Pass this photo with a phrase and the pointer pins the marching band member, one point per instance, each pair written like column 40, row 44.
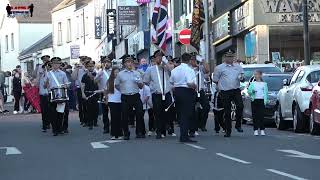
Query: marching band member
column 128, row 82
column 88, row 87
column 228, row 76
column 57, row 79
column 77, row 75
column 102, row 78
column 157, row 77
column 43, row 92
column 183, row 80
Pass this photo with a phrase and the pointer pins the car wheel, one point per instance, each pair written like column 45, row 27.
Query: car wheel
column 314, row 126
column 298, row 120
column 279, row 121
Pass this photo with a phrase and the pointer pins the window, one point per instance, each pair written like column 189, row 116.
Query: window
column 12, row 42
column 7, row 43
column 59, row 34
column 69, row 30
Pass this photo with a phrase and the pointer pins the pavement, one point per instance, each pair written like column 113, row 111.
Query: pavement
column 90, row 155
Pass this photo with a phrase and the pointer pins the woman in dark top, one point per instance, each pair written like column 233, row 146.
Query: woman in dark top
column 16, row 90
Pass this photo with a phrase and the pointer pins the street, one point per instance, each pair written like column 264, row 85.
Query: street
column 82, row 154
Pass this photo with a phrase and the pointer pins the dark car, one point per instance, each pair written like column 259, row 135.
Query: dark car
column 275, row 83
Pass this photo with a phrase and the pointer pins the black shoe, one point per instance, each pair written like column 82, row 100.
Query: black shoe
column 106, row 131
column 239, row 130
column 158, row 136
column 204, row 130
column 188, row 141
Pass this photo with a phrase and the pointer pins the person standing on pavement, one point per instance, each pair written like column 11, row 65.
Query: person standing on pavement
column 158, row 78
column 89, row 88
column 57, row 79
column 258, row 91
column 102, row 79
column 16, row 90
column 43, row 92
column 77, row 75
column 183, row 80
column 129, row 82
column 228, row 76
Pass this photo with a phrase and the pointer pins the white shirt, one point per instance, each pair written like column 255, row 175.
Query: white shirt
column 146, row 92
column 182, row 75
column 259, row 90
column 115, row 97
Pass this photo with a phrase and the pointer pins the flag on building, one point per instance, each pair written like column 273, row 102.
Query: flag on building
column 159, row 24
column 198, row 18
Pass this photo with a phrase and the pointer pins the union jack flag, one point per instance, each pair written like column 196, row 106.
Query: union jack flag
column 159, row 24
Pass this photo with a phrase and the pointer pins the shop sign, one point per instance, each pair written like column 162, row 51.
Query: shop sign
column 290, row 11
column 221, row 28
column 243, row 17
column 136, row 43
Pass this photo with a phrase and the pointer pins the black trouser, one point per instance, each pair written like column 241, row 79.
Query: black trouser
column 218, row 112
column 58, row 120
column 44, row 105
column 204, row 110
column 129, row 102
column 185, row 104
column 80, row 105
column 115, row 111
column 227, row 97
column 151, row 123
column 161, row 116
column 91, row 111
column 17, row 96
column 258, row 110
column 105, row 116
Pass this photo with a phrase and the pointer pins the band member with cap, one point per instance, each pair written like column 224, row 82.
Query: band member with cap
column 157, row 77
column 228, row 76
column 77, row 75
column 183, row 80
column 129, row 82
column 89, row 88
column 102, row 79
column 57, row 79
column 43, row 92
column 201, row 69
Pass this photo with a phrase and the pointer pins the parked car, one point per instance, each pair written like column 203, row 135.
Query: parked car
column 293, row 100
column 275, row 83
column 314, row 123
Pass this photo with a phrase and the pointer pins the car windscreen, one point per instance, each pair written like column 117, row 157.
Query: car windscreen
column 275, row 83
column 248, row 72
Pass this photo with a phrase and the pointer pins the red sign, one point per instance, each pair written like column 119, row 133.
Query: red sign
column 185, row 36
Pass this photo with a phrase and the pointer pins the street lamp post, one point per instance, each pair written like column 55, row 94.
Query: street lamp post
column 306, row 33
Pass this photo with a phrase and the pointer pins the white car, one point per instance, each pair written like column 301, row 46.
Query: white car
column 293, row 100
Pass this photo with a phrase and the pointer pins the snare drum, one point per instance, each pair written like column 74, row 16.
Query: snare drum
column 59, row 95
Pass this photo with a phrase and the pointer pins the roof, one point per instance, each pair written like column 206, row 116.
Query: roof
column 41, row 12
column 43, row 43
column 81, row 3
column 63, row 4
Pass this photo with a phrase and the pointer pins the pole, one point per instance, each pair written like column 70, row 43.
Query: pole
column 306, row 33
column 206, row 31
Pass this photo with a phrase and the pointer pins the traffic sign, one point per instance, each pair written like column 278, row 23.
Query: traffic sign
column 185, row 36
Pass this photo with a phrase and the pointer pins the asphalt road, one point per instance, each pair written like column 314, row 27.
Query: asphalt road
column 72, row 157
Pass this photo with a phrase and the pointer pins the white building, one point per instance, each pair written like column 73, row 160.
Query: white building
column 74, row 26
column 17, row 34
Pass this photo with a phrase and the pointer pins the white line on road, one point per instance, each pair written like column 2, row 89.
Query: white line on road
column 11, row 150
column 285, row 174
column 232, row 158
column 99, row 145
column 195, row 146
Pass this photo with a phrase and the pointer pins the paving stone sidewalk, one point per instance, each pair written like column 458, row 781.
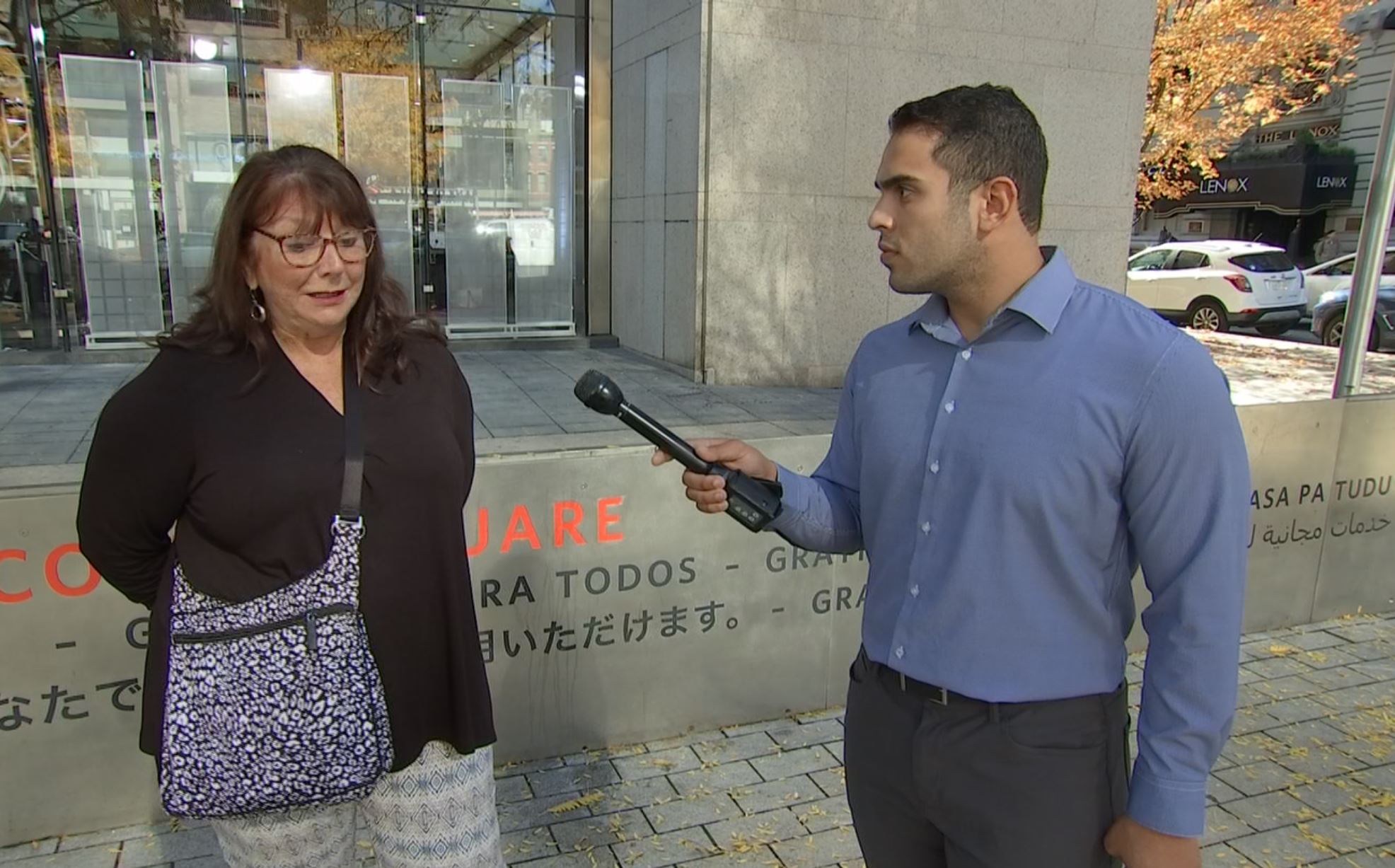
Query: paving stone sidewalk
column 1307, row 779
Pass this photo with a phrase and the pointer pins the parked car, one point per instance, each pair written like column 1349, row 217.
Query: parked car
column 1330, row 317
column 1215, row 285
column 1337, row 274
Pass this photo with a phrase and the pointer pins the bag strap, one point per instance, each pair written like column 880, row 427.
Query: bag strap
column 349, row 502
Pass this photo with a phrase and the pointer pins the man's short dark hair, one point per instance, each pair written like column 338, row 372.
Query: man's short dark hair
column 984, row 132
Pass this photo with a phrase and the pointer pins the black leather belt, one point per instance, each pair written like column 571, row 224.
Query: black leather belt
column 911, row 687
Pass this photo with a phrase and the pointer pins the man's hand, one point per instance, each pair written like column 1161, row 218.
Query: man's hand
column 1142, row 847
column 710, row 492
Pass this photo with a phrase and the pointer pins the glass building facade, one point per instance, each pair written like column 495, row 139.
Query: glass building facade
column 127, row 120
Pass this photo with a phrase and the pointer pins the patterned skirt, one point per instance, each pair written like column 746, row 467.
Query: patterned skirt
column 439, row 813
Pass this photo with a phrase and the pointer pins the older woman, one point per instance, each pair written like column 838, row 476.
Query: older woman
column 308, row 656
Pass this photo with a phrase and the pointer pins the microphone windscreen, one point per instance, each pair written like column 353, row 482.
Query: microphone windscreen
column 598, row 393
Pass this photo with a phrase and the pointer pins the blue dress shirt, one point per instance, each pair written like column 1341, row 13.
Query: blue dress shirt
column 1007, row 489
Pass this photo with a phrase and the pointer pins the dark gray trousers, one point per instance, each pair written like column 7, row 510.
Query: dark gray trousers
column 977, row 785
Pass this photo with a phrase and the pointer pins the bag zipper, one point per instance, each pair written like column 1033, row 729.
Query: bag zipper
column 307, row 618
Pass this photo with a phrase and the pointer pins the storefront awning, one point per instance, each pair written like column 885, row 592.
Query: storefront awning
column 1283, row 187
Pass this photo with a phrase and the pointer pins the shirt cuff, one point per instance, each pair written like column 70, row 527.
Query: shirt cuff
column 1168, row 807
column 798, row 493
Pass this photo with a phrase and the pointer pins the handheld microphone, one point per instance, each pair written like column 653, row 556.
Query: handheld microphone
column 751, row 502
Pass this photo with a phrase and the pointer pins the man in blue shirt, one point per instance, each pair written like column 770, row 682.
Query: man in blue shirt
column 1007, row 457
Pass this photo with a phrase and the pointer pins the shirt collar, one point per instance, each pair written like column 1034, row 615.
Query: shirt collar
column 1043, row 299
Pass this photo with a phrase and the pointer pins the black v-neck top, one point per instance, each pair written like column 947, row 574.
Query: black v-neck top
column 250, row 480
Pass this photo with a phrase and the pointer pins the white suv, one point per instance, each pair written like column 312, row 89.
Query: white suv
column 1214, row 285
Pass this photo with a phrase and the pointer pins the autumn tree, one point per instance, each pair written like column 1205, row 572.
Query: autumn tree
column 1221, row 67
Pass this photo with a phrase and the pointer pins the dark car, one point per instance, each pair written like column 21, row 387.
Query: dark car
column 1330, row 318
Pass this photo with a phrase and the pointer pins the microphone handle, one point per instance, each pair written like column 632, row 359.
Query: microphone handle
column 663, row 439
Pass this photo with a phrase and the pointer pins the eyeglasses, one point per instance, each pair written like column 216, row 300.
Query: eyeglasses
column 306, row 250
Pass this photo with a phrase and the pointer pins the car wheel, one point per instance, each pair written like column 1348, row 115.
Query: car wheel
column 1207, row 316
column 1337, row 325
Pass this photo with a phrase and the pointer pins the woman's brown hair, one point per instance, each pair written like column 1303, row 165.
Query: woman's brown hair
column 222, row 324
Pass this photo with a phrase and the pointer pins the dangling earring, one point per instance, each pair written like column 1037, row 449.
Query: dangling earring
column 258, row 311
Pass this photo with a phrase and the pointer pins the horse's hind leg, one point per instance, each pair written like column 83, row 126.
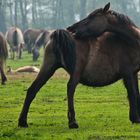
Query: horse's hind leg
column 41, row 79
column 133, row 95
column 3, row 77
column 137, row 88
column 70, row 93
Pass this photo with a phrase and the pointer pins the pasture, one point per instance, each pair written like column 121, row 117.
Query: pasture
column 102, row 113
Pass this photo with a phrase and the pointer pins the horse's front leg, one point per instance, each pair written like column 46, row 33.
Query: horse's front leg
column 133, row 96
column 3, row 77
column 41, row 79
column 70, row 94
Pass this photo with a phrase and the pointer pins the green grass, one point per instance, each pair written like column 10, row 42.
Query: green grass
column 102, row 113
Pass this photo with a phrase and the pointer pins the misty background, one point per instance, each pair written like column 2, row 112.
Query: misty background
column 52, row 14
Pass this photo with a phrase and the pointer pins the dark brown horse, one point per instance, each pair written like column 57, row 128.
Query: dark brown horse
column 30, row 36
column 15, row 40
column 3, row 57
column 102, row 20
column 41, row 40
column 91, row 61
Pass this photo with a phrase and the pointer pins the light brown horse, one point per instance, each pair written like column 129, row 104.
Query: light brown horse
column 30, row 36
column 91, row 61
column 3, row 57
column 15, row 40
column 41, row 40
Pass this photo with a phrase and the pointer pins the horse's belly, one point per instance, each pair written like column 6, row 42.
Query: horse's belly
column 100, row 74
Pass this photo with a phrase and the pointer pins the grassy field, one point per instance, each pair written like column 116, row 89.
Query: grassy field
column 102, row 113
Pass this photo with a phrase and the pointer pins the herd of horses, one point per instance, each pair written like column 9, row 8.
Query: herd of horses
column 96, row 51
column 15, row 41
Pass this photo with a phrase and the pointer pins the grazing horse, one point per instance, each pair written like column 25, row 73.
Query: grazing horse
column 30, row 36
column 91, row 61
column 3, row 57
column 15, row 40
column 41, row 40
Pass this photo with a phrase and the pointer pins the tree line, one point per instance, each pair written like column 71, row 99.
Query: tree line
column 54, row 14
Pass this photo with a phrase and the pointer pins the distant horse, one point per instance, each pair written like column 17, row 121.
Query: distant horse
column 41, row 40
column 30, row 36
column 91, row 61
column 3, row 57
column 15, row 40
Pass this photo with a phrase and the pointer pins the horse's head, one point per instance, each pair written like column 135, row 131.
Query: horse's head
column 35, row 52
column 98, row 22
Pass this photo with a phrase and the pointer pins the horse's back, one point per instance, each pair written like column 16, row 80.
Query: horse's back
column 104, row 61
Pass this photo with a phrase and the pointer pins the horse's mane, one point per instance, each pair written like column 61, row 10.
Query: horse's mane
column 64, row 46
column 123, row 19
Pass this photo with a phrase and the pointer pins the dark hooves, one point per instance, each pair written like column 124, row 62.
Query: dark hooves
column 22, row 124
column 73, row 125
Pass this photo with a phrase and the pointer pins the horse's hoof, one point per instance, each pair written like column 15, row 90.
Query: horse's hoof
column 22, row 124
column 135, row 121
column 73, row 125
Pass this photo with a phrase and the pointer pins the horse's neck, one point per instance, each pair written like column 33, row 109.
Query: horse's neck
column 132, row 33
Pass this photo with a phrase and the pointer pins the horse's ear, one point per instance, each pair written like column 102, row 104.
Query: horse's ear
column 106, row 8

—————

= Exercise description =
For this exercise, repeat exactly the lines of the data above from the one with "Query: shirt collar" down to the one with "216, row 300.", both end lines included.

= Task solution =
Query: shirt collar
column 1043, row 299
Pass this photo with a phrase and the pointer pins the black v-neck top, one point per instance, each pair written like column 947, row 574.
Query: black v-neck top
column 250, row 480
Pass this photo with a phrase and the pointer pins the white suv, one point per instance, each pair written like column 312, row 89.
Query: white suv
column 1214, row 285
Pass this photo with a phrase and the pointer pins the autumn tree, one point per instance, each pair written like column 1205, row 572.
Query: autumn tree
column 1221, row 67
Pass this photo with a phrase and the pointer pins the dark car, one point per instance, each pair written like column 21, row 387.
Query: dark car
column 1330, row 318
Pass this photo with a phrase and the pointer pins the microphone handle, one point per instance, each pair written like column 632, row 359.
Query: microphone handle
column 663, row 439
Pass this photo with a phrase and the pointer pins the eyeglasses, one point per instance, each pair written like column 216, row 300.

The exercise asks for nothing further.